[Recorded data]
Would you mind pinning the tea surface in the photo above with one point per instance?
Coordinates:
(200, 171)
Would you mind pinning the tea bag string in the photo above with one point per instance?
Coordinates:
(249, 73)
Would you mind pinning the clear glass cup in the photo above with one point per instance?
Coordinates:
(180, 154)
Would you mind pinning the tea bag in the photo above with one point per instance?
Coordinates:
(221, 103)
...
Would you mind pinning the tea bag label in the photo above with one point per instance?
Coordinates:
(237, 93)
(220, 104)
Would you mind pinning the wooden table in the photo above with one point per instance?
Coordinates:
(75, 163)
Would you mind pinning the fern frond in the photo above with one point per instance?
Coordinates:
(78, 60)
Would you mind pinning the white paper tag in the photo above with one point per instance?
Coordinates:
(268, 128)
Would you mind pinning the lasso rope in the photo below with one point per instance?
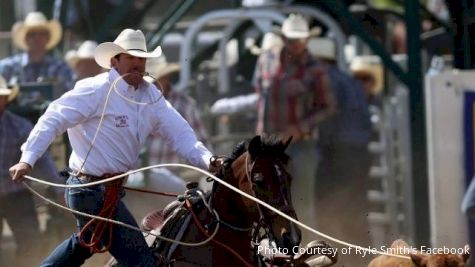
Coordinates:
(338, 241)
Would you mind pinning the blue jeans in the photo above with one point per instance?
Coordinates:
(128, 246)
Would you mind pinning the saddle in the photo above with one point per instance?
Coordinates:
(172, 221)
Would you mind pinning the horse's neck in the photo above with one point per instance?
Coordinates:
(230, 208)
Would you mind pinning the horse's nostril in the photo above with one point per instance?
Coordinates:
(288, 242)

What you will do
Pick out each row containing the string "horse" and copy those rows.

Expected answer
Would you mind pinning the horse's neck in the photo above with one point per instance?
Would you mind pinning the horse's nostril in the photo above with one point per instance?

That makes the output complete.